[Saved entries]

■ ■ ■ ■

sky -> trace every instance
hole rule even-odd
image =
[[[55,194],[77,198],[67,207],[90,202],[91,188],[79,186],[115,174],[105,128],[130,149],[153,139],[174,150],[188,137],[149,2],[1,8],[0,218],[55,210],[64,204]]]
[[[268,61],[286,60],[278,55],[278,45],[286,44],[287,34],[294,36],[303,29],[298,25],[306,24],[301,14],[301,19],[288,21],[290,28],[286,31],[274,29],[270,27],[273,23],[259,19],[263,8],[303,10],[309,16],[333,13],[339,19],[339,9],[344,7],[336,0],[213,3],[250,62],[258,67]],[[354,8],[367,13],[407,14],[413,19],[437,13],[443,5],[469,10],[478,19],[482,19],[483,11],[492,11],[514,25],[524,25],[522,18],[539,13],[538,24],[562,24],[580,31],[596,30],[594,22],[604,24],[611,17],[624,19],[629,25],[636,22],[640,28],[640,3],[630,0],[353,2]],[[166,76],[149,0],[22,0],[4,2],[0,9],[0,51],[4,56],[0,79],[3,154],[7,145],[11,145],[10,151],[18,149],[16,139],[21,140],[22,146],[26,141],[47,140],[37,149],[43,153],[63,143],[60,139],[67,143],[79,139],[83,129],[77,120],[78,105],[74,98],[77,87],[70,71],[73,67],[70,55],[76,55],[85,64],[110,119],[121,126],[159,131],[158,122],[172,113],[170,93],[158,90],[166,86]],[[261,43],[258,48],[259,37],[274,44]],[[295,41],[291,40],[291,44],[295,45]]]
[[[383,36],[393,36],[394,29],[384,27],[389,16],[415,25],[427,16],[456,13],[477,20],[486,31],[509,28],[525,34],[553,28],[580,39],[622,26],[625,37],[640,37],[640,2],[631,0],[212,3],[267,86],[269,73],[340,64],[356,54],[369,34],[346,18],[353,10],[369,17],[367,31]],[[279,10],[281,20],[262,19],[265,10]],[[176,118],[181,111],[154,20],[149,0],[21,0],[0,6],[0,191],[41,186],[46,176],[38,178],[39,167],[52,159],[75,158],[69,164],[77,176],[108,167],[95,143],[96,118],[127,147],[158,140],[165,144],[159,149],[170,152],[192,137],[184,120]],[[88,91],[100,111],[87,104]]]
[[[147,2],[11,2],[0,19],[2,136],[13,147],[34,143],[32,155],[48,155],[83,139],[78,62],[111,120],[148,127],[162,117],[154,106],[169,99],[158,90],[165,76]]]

■ ■ ■ ■

• _Assignment_
The records above are to be printed in full, exactly as they appear.

• _Task output_
sky -> trace every instance
hole rule even-odd
image =
[[[55,194],[77,198],[67,207],[90,202],[91,188],[79,186],[115,174],[105,128],[130,149],[153,139],[174,150],[188,137],[149,2],[1,8],[0,218],[55,210],[64,204]]]
[[[268,61],[286,60],[278,55],[278,45],[286,44],[287,34],[294,36],[303,29],[298,25],[306,24],[301,14],[301,19],[288,21],[290,28],[286,31],[274,29],[270,27],[273,23],[259,19],[263,8],[303,10],[309,16],[333,13],[339,19],[339,9],[344,7],[336,0],[213,3],[250,62],[258,67]],[[354,8],[367,13],[407,14],[413,19],[437,13],[443,5],[469,10],[478,19],[482,19],[483,11],[492,11],[514,25],[524,25],[522,18],[539,13],[538,24],[562,24],[580,31],[596,30],[594,22],[604,24],[611,17],[624,19],[629,25],[636,22],[640,28],[640,3],[630,0],[353,2]],[[166,76],[149,0],[22,0],[4,2],[0,9],[0,51],[4,56],[0,79],[3,154],[7,145],[11,145],[10,151],[18,149],[16,139],[21,140],[22,146],[26,141],[47,140],[37,149],[43,153],[63,143],[60,139],[67,143],[79,139],[83,129],[77,120],[78,105],[74,98],[77,87],[70,71],[73,67],[70,55],[76,55],[85,64],[110,119],[121,126],[159,131],[158,122],[172,113],[170,93],[158,90],[166,86]],[[261,43],[258,48],[259,37],[274,44]],[[295,41],[291,40],[291,44],[295,45]]]
[[[383,36],[393,36],[394,29],[384,27],[389,16],[415,25],[427,16],[456,13],[477,20],[486,31],[509,28],[525,34],[553,28],[580,39],[622,26],[625,37],[640,37],[640,2],[631,0],[212,3],[267,86],[269,73],[340,64],[356,54],[369,34],[346,18],[353,10],[369,17],[367,31]],[[279,10],[281,20],[262,19],[265,10]],[[176,118],[181,111],[154,20],[149,0],[21,0],[0,6],[0,191],[41,186],[46,176],[38,178],[39,167],[52,159],[75,158],[69,164],[77,176],[108,167],[95,143],[96,118],[127,147],[158,140],[165,144],[159,149],[170,152],[192,137],[184,120]],[[88,91],[100,111],[87,104]]]
[[[147,2],[11,2],[0,19],[2,136],[13,147],[34,143],[32,155],[48,155],[83,139],[78,62],[111,120],[148,127],[162,117],[154,106],[169,99],[158,90],[165,76]]]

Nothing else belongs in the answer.